• **TAREFA A**: Segundo o texto sobre a hipocloridria, que valor de pH do estômago pode indicar a existência do problema?
• **TAREFA B**: Indique se cada afirmação está de acordo com o texto sobre a hipocloridria, respondendo sim ou não e citando as palavras do texto que o decidem: (i) o pH do estômago é verificado através da ingestão de uma pequena cápsula; (ii) um pH abaixo de 3 indica a existência do problema; (iii) o uso de medicamentos antiácidos é recomendado.
• **TAREFA C**: Retome o texto sobre a hipocloridria a partir do ponto em que termina.

A hipocloridria pode ser tratada?
A primeira coisa a esclarecer é como é feito o diagnóstico da doença. Normalmente, é efectuado um exame físico e o pH do estômago é verificado através da ingestão de uma pequena cápsula. Um valor de 3-5 pode indicar a existência do problema, enquanto que, se o pH se mantiver abaixo de 3, assumimos que o ambiente é suficientemente ácido.
Naturalmente, na prevenção da hipocloridria, os hábitos de vida desempenham um papel importante. Evitar o uso de medicamentos “antiácidos” é essencial. Mas também é importante assegurar uma ingestão correta de micronutrientes, como o zinco. O iodo também é importante para evitar disfunções da tiroide. Naturalmente, um bom descanso que reduza os níveis de stress ajudará a controlar o risco.

• **LINHAS LISTADAS**:
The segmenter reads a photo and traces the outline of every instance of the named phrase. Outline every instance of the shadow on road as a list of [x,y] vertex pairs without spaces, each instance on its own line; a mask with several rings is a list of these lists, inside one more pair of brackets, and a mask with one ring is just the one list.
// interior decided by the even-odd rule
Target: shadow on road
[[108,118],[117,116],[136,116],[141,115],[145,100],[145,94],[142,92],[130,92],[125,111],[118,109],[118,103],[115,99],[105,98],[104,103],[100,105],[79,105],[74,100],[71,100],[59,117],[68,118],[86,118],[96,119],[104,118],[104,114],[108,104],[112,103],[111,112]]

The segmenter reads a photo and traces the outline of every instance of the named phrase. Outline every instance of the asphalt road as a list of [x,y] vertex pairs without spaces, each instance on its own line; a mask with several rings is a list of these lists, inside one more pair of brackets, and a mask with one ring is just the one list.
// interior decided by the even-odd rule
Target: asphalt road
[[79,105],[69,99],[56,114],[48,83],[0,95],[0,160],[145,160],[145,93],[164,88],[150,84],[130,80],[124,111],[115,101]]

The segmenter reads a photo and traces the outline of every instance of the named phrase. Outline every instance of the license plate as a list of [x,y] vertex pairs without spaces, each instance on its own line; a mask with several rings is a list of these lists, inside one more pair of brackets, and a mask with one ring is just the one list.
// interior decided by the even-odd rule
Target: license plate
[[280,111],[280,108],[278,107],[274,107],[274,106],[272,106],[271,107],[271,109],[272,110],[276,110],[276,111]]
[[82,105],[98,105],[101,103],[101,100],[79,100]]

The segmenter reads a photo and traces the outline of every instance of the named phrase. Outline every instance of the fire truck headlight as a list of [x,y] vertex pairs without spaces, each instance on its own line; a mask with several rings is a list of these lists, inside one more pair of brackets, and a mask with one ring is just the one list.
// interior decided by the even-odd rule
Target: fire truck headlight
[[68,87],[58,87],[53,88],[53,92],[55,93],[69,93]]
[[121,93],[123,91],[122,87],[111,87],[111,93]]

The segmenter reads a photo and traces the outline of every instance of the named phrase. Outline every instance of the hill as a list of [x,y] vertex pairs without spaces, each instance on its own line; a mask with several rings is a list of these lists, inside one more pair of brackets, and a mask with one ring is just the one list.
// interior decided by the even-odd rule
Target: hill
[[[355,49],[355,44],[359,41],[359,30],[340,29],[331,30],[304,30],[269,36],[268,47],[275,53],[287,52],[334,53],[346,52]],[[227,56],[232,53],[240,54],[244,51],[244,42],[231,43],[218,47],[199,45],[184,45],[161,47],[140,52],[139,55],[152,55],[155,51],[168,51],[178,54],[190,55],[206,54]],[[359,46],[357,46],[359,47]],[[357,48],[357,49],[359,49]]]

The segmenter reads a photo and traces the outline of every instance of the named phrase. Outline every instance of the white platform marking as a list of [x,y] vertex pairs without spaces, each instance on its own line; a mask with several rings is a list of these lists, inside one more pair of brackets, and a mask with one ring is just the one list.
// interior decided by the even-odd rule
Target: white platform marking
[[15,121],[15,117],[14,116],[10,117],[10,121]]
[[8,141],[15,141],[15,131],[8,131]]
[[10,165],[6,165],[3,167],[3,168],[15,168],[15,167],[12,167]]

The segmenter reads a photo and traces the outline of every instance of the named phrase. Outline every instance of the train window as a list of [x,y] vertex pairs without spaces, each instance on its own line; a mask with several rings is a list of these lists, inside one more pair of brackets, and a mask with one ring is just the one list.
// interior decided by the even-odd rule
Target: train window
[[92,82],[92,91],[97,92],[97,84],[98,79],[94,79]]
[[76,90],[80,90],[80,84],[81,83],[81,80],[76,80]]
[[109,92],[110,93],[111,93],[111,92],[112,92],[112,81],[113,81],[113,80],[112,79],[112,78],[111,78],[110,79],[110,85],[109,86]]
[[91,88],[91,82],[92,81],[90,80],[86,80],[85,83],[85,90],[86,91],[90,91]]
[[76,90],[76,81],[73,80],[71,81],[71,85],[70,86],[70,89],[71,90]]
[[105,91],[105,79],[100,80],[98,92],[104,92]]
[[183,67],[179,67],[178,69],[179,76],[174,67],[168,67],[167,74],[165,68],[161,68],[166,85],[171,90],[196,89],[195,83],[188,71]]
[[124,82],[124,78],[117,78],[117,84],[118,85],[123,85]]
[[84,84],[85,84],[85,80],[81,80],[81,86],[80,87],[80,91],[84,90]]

• **RESPOSTA A**: Um valor de 3-5.

• **RESPOSTA B**:
(i) Sim: "o pH do estômago é verificado através da ingestão de uma pequena cápsula".
(ii) Não: "se o pH se mantiver abaixo de 3, assumimos que o ambiente é suficientemente ácido".
(iii) Não: "Evitar o uso de medicamentos “antiácidos” é essencial."

• **RESPOSTA C**:
No entanto, uma vez diagnosticada a hipocloridria, podem ser tomadas algumas decisões para facilitar o tratamento. A primeira delas é a suplementação com betaína-HCL. Especificamente, 324 mg durante as refeições, que também podem ser administrados juntamente com 5 mg de pepsina.
No entanto, a oportunidade de incluir um composto de vitaminas B e ácido fólico no regime de suplementação também deve ser considerada. Mesmo a ingestão de alimentos fermentados teria benefícios. Não tanto para aumentar a síntese de ácido, mas para reduzir o risco de disbiose subsequente.
Alimentos para tratar a hipocloridria
Há uma série de alimentos que podem ser incluídos na dieta de uma pessoa que sofre de hipocloridria. Eles podem ajudar a reduzir os sintomas e até resolver o problema em casos não muito graves ou ligados a um défice nutricional específico. Destacamos os seguintes:
- Alimentos ricos em zinco , como ostras, sementes de abóbora, carne vermelha magra e nozes. Quando o fornecimento deste mineral é insuficiente, pode ocorrer uma diminuição da produção de ácido gástrico, pelo que o cumprimento das necessidades dietéticas pode resolver a perturbação.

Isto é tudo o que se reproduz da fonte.